PROBLEM DESCRIPTION: Write the records out exactly, so that no picture remains in the copy.
+ + +
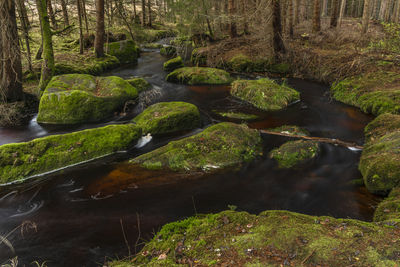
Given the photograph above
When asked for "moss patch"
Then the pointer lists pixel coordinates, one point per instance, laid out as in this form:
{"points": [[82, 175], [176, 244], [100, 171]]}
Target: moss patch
{"points": [[273, 238], [168, 117], [80, 98], [264, 93], [221, 145], [293, 153], [21, 160], [376, 93], [173, 64], [199, 75]]}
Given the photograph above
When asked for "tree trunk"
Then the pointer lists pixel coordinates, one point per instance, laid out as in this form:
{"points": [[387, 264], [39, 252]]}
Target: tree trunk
{"points": [[65, 13], [277, 28], [341, 13], [48, 54], [365, 19], [232, 22], [334, 13], [99, 40], [317, 16], [10, 54]]}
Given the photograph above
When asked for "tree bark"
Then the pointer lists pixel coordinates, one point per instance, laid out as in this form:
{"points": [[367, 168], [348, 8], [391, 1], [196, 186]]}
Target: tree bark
{"points": [[10, 54], [317, 16], [48, 53], [99, 40]]}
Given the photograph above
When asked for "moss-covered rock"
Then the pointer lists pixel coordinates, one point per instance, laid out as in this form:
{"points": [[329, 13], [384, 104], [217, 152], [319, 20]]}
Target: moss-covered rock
{"points": [[18, 161], [168, 117], [376, 93], [293, 153], [125, 51], [273, 238], [389, 208], [139, 83], [219, 146], [173, 64], [264, 93], [290, 129], [80, 98], [199, 75]]}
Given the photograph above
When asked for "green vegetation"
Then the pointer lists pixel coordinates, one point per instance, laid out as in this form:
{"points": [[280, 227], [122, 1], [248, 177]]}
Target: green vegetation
{"points": [[168, 117], [234, 238], [219, 146], [173, 64], [199, 75], [18, 161], [264, 93], [293, 153], [79, 98]]}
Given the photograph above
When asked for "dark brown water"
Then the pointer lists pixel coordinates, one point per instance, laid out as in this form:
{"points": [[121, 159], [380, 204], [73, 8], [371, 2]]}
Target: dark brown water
{"points": [[78, 212]]}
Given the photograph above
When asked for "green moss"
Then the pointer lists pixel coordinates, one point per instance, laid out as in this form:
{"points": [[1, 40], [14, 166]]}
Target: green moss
{"points": [[264, 93], [375, 93], [125, 51], [140, 84], [221, 145], [290, 129], [168, 117], [293, 153], [271, 239], [199, 75], [18, 161], [173, 64], [79, 98]]}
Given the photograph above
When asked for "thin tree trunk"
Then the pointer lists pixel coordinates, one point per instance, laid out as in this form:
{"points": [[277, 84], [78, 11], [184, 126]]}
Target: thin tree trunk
{"points": [[317, 16], [10, 54], [99, 40], [48, 53]]}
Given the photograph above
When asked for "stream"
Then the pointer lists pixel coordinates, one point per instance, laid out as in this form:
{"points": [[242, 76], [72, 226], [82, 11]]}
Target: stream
{"points": [[81, 216]]}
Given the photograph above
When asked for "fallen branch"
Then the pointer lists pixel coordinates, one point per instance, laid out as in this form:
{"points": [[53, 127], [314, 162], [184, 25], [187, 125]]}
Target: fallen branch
{"points": [[318, 139]]}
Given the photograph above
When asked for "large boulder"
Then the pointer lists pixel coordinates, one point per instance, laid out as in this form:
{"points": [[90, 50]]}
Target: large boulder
{"points": [[80, 98], [294, 153], [264, 93], [18, 161], [168, 117], [199, 75], [219, 146]]}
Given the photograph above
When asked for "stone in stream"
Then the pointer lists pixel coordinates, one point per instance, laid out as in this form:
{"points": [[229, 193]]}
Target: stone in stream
{"points": [[293, 153], [380, 159], [173, 64], [219, 146], [199, 75], [81, 98], [264, 93], [20, 160], [168, 117]]}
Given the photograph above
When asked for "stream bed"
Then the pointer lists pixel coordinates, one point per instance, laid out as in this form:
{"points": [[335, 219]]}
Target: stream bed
{"points": [[106, 209]]}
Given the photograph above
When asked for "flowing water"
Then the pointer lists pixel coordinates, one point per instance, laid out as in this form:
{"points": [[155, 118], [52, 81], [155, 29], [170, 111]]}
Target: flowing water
{"points": [[86, 215]]}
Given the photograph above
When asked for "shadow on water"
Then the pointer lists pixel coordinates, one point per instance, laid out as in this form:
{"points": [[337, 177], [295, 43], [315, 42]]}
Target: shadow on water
{"points": [[78, 211]]}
+ + +
RESULT FOR THIS EXERCISE:
Given the photograph above
When asked for "moss patch"
Then the pointer lists pixel coordinates, one point per instance, laid out as in this form:
{"points": [[82, 175], [176, 244], [100, 171]]}
Target: moss patch
{"points": [[273, 238], [168, 117], [80, 98], [264, 93], [221, 145], [293, 153], [21, 160], [376, 93], [173, 64], [199, 75]]}
Given the photograph above
When asked for "tree trunk"
Then the pointer lists pixel coordinates, one point per instance, laid out as in this form:
{"points": [[387, 264], [39, 252]]}
Target: tree trunk
{"points": [[65, 13], [277, 28], [341, 13], [48, 54], [365, 19], [232, 22], [334, 13], [99, 40], [317, 16], [10, 54]]}
Given the photograph above
When asked for "tree bark"
Then the pointer lists pixel coordinates, one point per instance, laid out as in this form:
{"points": [[367, 168], [348, 8], [391, 1], [196, 186]]}
Target: tree bark
{"points": [[10, 54], [317, 16], [48, 53], [99, 40]]}
Given the photograph above
When asked for "moss-covered rock"
Then the pointer lists pixel coordinates, one point per instance, laid out as in this form:
{"points": [[329, 13], [384, 104], [217, 152], [319, 20]]}
Target: moss-covered rock
{"points": [[18, 161], [168, 117], [376, 93], [293, 153], [125, 51], [273, 238], [389, 208], [139, 83], [219, 146], [173, 64], [264, 93], [290, 129], [80, 98], [199, 75]]}
Given the photograph above
When asked for "green vegetation"
Then the pointer lists pixel coordinates, one point per instance, laid out as in this form:
{"points": [[280, 227], [122, 1], [248, 177]]}
Target: green vegetation
{"points": [[168, 117], [234, 238], [219, 146], [173, 64], [199, 75], [18, 161], [264, 93], [293, 153], [79, 98]]}
Given the photograph above
When asked for "dark brown water"
Then the pointer lists pixel coordinates, one point per instance, laid out as in this form:
{"points": [[121, 159], [380, 204], [73, 8], [371, 2]]}
Target: dark brown water
{"points": [[78, 212]]}
Given the photograph above
When asked for "green moss"
Then the pointer lists pixel coordinates, one point per instance, laid out as in this form:
{"points": [[1, 40], [14, 166]]}
Target: green moss
{"points": [[264, 93], [375, 93], [125, 51], [140, 84], [221, 145], [290, 129], [168, 117], [293, 153], [271, 239], [199, 75], [18, 161], [173, 64], [79, 98]]}
Given the photograph above
When asked for "thin tree trunk"
Then the pointer lists pixel coordinates, one point per instance, laid out as in this form:
{"points": [[277, 84], [78, 11], [184, 126]]}
Target: thin tree trunk
{"points": [[317, 16], [10, 54], [99, 40], [48, 53]]}
Given the photograph above
When asked for "stream"
Then the pointer lists pixel coordinates, one point per instance, laid out as in this form:
{"points": [[242, 76], [72, 226], [82, 11]]}
Target: stream
{"points": [[81, 216]]}
Given the photograph above
When asked for "fallen branch"
Then the pointer lists pixel coordinates, one point per instance, laid out as in this form:
{"points": [[53, 127], [314, 162], [184, 25], [187, 125]]}
Target: fallen branch
{"points": [[318, 139]]}
Given the photograph above
When asked for "large boulder"
Then the pointer lists pixel coordinates, one point per instance, laid out as in this form:
{"points": [[90, 50]]}
Target: large boulder
{"points": [[80, 98], [294, 153], [264, 93], [18, 161], [168, 117], [199, 75], [219, 146]]}
Given the photograph above
When asked for "stone in stream"
Then the pointer lists pixel coordinates, one point per instance, laid out as in this form:
{"points": [[229, 193]]}
Target: stone in stream
{"points": [[293, 153], [380, 159], [173, 64], [219, 146], [199, 75], [81, 98], [264, 93], [20, 160], [168, 117]]}
Given the photograph above
When asked for "stream bed"
Then the pointer lists pixel coordinates, one point per instance, laid out as in this form:
{"points": [[335, 219]]}
Target: stream bed
{"points": [[106, 209]]}
Given the photograph above
When asked for "flowing water"
Then the pointer lists pixel coordinates, one point per instance, laid out as in this form:
{"points": [[155, 118], [52, 81], [155, 29], [170, 111]]}
Target: flowing water
{"points": [[86, 215]]}
Given the photograph above
When asked for "shadow on water"
Then the pointer lists pixel coordinates, one point per instance, laid out as in this form:
{"points": [[337, 177], [295, 43], [315, 42]]}
Target: shadow on water
{"points": [[78, 211]]}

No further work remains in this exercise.